As administrators from for-profit institutions in more than two dozen countries met here Monday for a discussion on the future of education in the developing world -- sponsored by the World Bank Group’s International Finance Corporation -- they were urged to adopt the same tactics of marketing and customer service that have proved so effective in helping American (or Canadian and Western European) for-profit colleges and universities ratchet up their name recognition, enrollments and bottom lines.

“Marketing is a way of thinking more than a way of doing,” Tom Hayes, vice president and partner at Washington-based higher education marketing firm SimpsonScarborough, told the crowd, which included representatives from Kenya’s Strathmore University, Argentina’s Universidad del Salvador and half a dozen Indian institutions. As of Jan. 31, the IFC had $469 million invested in 62 education projects in 30 countries; many of those projects had representatives in the crowd.

Taking a page or two out of the successful Western for-profit’s playbook, Hayes stressed the importance of market research -- of knowing students’ problems and solving them, whether they are about the time or location of a course, or short-term financial pressures.

Another key, he said, is branding. “A brand, if nothing, else is a promise to your marketplace,” he said. “Since education is a service, in essence, we’re basically marketing something that you can’t touch, you can’t feel, you can’t see.”

Anhanguera Educacional Participacoes has used the very American tactics of aggressive advertising and accommodating customer service to become Brazil’s largest for-profit postsecondary institution. In 2009, its net revenues totaled $904.5 million reals, an increase of close to 40 percent over 2008 revenues. With the acquisition of campuses and the introduction of new programs, enrollment in the fourth quarter of 2009 hovered around 251,000. (Not quite Apollo Group’s 458,600 in the second quarter of its fiscal year 2010, but not too shabby, either.)

Riccardo Scavazza, vice president of operations, said that much of the growth has hinged on the success of marketing to low- and middle-income adults who didn’t have access to postsecondary education before the boom that’s happened in Brazil’s for-profit education market in the last decade. Essentially, Anhanguera and its handful of publicly-held competitors have created a market where there wasn’t one. In 2006, the IFC loaned $12 million to a Brazilian private equity firm to invest in the institution.

Recruiting is a mix of high-tech and low-tech marketing. The company uses internet advertising and e-mail marketing -- as well as personalized and targeted e-mails and text messages – to pique potential students’ interest and keep in touch. Nine of every 10 enrollments come through Anhanguera’s website.

Staff also recruit on the ground level, at high schools and companies, and set up stands in heavily trafficked places like subway stations. “We’re trying to not only convince the student to come to study at Anhanguera,” Scavazza said, “but also to convince the student to come to study at a higher education institution.”

But marketing has been about more than just getting students in the door; it’s also been about branding. One national survey ranked Anhanguera one of the 40 most valuable brands in Brazil. Evidence, he said, that “we are the first household name in Brazil in for-profit education.”

Work instructions:
(a) In the passage on marketing for-profit education, reproduce verbatim the stretch that begins at the words "As administrators from" and stops after the words "and bottom lines.".
(b) According to the passage on marketing for-profit education, how many Anhanguera enrollments come through the company's website?

Data records:
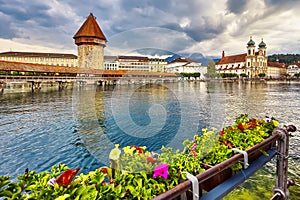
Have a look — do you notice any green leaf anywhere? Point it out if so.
[0,190,13,197]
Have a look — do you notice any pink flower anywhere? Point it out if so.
[191,143,197,151]
[153,164,169,179]
[193,151,197,158]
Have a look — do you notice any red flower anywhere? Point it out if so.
[131,145,144,153]
[238,124,244,131]
[56,168,80,186]
[147,156,157,164]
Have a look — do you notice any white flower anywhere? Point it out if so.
[109,144,121,160]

Answers given:
(a)
As administrators from for-profit institutions in more than two dozen countries met here Monday for a discussion on the future of education in the developing world -- sponsored by the World Bank Group’s International Finance Corporation -- they were urged to adopt the same tactics of marketing and customer service that have proved so effective in helping American (or Canadian and Western European) for-profit colleges and universities ratchet up their name recognition, enrollments and bottom lines.

(b) Nine of every 10 enrollments come through Anhanguera's website.